**Task description:** Filter the entries below down to the lines that hold "left".

>>>>

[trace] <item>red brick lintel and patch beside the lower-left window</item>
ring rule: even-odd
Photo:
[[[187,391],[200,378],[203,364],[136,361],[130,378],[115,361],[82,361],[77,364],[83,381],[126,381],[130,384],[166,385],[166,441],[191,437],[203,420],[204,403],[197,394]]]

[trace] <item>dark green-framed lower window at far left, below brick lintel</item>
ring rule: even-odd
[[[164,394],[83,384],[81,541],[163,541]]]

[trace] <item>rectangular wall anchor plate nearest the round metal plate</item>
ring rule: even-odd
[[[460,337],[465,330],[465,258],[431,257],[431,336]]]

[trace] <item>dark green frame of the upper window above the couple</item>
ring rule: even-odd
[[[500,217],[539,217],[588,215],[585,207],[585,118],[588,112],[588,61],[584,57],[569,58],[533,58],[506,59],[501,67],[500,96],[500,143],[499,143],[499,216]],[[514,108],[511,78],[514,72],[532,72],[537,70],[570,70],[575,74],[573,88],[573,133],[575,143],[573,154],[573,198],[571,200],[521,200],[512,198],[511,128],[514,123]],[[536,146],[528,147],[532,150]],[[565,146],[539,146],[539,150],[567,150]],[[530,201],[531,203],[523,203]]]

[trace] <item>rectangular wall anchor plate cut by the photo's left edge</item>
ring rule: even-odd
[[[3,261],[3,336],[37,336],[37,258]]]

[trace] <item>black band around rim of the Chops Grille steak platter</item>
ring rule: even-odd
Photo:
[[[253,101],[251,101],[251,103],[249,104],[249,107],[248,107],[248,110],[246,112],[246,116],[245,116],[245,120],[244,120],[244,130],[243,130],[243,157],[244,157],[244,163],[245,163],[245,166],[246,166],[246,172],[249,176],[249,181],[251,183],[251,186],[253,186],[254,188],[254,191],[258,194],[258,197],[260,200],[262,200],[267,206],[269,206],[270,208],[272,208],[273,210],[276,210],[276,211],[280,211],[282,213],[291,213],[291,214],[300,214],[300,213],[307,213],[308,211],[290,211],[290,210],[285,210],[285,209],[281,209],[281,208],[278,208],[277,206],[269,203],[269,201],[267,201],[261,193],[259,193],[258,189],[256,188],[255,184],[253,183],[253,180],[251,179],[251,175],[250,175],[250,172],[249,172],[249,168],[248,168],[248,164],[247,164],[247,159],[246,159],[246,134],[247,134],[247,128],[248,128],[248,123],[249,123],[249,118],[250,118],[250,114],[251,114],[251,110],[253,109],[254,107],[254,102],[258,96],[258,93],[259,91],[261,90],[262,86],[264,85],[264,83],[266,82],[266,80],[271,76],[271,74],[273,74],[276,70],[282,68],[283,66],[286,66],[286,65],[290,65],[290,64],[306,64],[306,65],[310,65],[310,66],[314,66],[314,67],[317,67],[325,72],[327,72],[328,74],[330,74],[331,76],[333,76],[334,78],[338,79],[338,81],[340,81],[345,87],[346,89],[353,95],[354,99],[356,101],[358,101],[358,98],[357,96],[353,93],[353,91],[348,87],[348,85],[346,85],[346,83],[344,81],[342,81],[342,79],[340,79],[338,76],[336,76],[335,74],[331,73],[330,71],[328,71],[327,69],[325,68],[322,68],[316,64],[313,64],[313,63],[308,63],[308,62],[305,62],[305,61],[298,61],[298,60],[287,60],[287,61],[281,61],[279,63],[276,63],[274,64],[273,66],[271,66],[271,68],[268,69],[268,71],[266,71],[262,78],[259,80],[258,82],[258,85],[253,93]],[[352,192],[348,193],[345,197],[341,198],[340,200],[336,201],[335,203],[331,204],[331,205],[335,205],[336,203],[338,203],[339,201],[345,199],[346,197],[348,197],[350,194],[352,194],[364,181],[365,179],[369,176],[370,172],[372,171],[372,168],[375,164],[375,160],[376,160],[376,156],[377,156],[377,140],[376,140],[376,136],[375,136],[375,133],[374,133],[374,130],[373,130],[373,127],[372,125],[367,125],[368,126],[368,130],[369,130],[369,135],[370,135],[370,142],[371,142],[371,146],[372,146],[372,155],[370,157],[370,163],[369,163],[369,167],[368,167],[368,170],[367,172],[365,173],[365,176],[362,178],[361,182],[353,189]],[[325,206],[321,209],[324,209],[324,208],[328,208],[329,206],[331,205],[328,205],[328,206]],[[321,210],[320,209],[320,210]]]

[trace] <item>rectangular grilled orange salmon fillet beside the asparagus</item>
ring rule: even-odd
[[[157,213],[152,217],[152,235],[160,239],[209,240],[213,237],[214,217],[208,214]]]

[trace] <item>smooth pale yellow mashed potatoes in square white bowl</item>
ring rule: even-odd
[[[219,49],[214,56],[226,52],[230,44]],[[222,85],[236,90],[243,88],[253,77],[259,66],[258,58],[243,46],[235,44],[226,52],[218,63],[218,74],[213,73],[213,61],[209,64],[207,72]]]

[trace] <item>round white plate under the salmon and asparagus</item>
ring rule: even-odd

<<<<

**Answer for this exercise:**
[trace] <item>red brick lintel and patch beside the lower-left window</item>
[trace] <item>dark green-framed lower window at far left, below brick lintel</item>
[trace] <item>rectangular wall anchor plate cut by the photo's left edge</item>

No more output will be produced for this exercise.